===== Article =====
PostgreSQL Primer

While a full description of PostgreSQL is way beyond the scope of this documentation, included here is a short primer on PostgreSQL, its interactive terminal, and example SQL queries. Consult the PostgreSQL documentation for your remaining SQL needs.

See “postgresql_install_notes.txt” on roadrunner in the vpipe home directory for installation instructions.

Managing the Database Server

A database storage area on disk called a database cluster was initialized when PostgreSQL was installed on roadrunner. A database cluster is just “a collection of databases that is managed by a single instance of a running database server,” according to the PostgreSQL docs. This is essentially where all data stored in the database lives and the location is referenced by the environment variable PGDATA. The data directory is typically called “data” and must be owned by the postgres user.

Starting and Stopping the Server

The server application pg_ctl can be used to easily start and stop the database server. The server should be shutdown any time its host will be shutdown. It will need to be re-started after every shutdown. You must be logged in as superuser postgres to run the pg_ctl commands:

$ su - postgres

To check if the server is already running:

$ pg_ctl status

To start the server:

$ pg_ctl start -l logfile

This command assumes the PGDATA environment variable has been set and the location of the pgsql/bin/ directory has been added to the path for the postgres user. This has already been done on roadrunner. The database log file will be written in the postgres user home directory (or whatever directory you happened to be in when you issued the command). You can specifiy a different directory for the log if you so desire.

To shutdown the server:

$ pg_ctl stop

Connecting to a Database

For fast and easy access to a database, you can use the PostgreSQL interactive terminal, psql. psql allows you to issue any SQL statement and also comes with its own set of useful meta-commands. To start an interactive session, just type “psql” and the name of the database you wish to connect to while logged in as an existing database user:

$ psql vlite16

To quit the interactive session, type “\q”.

Note

It is strongly recommended that you connect to the database while logged in under your own user account rather than as the vpipe user. The permissions for all users other than vpipe and postgres have been set such that you can query the database but cannot alter it in any way. If you choose to be vpipe, just remember with great power comes great responsibility. Query wisely.
=====
Goal of the exercise.
Reproduce word for word the passage of the PostgreSQL primer between "To quit the" and "responsibility. Query wisely.", inclusive.
===== Dataset excerpts =====
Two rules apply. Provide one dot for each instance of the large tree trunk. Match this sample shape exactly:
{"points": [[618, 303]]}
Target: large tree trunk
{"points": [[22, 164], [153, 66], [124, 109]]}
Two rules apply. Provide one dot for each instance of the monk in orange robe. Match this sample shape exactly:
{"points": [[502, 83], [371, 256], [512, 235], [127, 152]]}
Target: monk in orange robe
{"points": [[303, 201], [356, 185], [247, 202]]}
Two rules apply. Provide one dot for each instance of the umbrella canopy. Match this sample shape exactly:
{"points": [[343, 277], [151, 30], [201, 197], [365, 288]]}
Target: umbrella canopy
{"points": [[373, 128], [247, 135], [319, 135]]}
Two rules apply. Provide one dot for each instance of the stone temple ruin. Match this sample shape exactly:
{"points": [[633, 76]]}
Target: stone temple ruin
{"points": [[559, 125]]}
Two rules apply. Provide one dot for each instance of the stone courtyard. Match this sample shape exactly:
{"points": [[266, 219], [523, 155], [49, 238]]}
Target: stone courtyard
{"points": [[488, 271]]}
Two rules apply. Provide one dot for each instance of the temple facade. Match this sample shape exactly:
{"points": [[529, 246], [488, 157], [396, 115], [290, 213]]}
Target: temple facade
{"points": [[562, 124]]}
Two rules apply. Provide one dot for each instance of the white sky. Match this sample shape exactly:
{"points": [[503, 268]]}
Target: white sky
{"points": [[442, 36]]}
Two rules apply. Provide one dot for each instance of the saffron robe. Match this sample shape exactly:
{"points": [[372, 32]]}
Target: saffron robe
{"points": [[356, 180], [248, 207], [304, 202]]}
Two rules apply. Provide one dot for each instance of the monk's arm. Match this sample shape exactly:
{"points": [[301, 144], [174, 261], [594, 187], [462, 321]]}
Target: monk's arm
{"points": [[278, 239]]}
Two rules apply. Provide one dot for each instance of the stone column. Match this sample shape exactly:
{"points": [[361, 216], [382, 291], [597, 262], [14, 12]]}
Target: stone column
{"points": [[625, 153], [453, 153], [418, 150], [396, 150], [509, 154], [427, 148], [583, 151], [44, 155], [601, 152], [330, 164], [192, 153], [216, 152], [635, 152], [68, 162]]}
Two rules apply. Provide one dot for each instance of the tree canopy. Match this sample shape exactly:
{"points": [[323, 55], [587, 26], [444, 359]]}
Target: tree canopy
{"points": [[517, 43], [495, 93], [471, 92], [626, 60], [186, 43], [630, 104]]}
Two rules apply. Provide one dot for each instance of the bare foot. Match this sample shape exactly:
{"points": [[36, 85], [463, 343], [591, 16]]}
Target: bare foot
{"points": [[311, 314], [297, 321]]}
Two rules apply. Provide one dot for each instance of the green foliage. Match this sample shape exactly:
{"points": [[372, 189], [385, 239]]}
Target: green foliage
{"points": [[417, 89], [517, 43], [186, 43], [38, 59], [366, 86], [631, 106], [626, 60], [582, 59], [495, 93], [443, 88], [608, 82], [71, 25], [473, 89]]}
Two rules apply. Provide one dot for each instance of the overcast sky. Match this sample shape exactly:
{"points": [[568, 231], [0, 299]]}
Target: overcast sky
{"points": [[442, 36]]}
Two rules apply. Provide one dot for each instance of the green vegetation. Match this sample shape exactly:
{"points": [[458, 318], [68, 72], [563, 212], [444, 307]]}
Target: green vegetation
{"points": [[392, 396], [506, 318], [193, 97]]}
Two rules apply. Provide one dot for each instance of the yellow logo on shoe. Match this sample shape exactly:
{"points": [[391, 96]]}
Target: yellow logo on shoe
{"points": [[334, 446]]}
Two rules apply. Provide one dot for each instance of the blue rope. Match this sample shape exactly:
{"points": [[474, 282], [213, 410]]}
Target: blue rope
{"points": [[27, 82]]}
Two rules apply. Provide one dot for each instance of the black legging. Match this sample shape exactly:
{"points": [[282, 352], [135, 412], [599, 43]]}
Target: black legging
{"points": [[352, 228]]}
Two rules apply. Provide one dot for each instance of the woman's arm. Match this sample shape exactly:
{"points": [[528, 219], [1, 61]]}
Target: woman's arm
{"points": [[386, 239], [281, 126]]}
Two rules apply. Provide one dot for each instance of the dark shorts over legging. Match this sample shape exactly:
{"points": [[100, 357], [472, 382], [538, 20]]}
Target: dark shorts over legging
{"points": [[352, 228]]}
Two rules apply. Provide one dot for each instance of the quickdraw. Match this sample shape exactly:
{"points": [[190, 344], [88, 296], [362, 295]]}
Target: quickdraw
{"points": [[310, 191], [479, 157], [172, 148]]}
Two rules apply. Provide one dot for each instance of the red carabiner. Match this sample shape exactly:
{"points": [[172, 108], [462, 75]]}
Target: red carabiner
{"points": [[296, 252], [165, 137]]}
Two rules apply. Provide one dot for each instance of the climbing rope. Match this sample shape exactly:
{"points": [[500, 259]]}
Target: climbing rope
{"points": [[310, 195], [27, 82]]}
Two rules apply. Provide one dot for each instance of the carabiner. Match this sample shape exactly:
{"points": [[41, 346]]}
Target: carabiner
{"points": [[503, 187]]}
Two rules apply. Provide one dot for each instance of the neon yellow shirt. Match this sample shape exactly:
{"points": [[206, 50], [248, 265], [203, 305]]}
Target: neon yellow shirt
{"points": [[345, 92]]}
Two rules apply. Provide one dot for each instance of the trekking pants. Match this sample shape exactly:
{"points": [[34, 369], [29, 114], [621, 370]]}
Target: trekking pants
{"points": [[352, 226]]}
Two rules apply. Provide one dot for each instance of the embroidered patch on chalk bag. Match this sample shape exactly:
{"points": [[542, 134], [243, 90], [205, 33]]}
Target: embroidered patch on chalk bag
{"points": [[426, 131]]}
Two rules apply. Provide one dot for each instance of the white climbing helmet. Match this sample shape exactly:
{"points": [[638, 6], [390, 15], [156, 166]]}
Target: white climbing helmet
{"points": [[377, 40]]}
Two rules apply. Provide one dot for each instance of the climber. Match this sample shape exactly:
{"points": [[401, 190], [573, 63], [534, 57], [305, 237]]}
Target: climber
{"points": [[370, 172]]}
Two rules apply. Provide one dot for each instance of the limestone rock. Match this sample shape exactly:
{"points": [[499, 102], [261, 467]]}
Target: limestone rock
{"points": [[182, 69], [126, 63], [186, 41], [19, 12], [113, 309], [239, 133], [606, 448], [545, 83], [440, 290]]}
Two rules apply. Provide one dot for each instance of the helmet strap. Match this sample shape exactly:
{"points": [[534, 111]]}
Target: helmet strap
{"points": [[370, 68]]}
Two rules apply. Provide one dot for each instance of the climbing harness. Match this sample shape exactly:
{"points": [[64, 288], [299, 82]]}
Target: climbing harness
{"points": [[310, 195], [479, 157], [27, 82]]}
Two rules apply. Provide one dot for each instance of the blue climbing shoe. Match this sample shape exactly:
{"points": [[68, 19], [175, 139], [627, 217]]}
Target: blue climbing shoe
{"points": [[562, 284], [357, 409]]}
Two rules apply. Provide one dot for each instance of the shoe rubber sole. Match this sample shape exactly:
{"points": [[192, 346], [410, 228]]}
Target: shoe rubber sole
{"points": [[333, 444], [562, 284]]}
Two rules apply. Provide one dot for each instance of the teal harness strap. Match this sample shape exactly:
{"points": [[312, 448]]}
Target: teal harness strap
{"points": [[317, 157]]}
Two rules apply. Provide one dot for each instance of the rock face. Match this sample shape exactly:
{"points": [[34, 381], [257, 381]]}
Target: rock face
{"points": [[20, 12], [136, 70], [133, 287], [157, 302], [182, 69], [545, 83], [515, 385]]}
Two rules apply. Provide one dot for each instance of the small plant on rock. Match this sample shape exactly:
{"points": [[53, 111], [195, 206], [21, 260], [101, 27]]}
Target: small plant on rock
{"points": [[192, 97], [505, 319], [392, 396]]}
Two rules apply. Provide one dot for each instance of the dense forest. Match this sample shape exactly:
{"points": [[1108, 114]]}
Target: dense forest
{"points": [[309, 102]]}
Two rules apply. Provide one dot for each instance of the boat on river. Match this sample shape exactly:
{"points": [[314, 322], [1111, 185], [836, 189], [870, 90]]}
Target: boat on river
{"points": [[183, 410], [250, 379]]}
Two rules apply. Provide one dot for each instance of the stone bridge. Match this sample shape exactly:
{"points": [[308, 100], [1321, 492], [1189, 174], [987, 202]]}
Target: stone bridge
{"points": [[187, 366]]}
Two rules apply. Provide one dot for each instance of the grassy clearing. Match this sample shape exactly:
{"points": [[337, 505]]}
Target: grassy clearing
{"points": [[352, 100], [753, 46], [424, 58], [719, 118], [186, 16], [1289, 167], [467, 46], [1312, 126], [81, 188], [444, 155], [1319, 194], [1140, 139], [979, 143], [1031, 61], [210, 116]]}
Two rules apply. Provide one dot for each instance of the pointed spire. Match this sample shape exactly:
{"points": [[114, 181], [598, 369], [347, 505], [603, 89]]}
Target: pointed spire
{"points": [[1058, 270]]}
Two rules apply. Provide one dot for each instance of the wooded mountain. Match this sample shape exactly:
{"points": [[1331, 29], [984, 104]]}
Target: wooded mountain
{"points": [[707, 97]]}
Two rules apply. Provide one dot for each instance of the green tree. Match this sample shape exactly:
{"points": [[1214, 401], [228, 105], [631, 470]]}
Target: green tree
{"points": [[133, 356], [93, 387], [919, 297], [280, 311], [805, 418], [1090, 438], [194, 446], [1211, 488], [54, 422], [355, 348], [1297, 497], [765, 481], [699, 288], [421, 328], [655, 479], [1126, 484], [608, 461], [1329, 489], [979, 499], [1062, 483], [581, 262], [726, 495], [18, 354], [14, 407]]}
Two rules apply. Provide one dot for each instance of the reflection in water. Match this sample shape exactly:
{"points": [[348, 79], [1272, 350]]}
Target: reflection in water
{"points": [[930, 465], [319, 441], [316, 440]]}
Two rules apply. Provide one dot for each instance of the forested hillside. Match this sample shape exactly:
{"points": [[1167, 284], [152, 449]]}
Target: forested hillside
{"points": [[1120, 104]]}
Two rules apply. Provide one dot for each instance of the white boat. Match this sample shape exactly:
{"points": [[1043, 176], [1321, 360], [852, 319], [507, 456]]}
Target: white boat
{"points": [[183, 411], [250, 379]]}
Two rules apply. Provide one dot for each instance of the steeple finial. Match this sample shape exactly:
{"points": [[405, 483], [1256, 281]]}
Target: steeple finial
=====
Problem solution.
To quit the interactive session, type “\q”.

Note

It is strongly recommended that you connect to the database while logged in under your own user account rather than as the vpipe user. The permissions for all users other than vpipe and postgres have been set such that you can query the database but cannot alter it in any way. If you choose to be vpipe, just remember with great power comes great responsibility. Query wisely.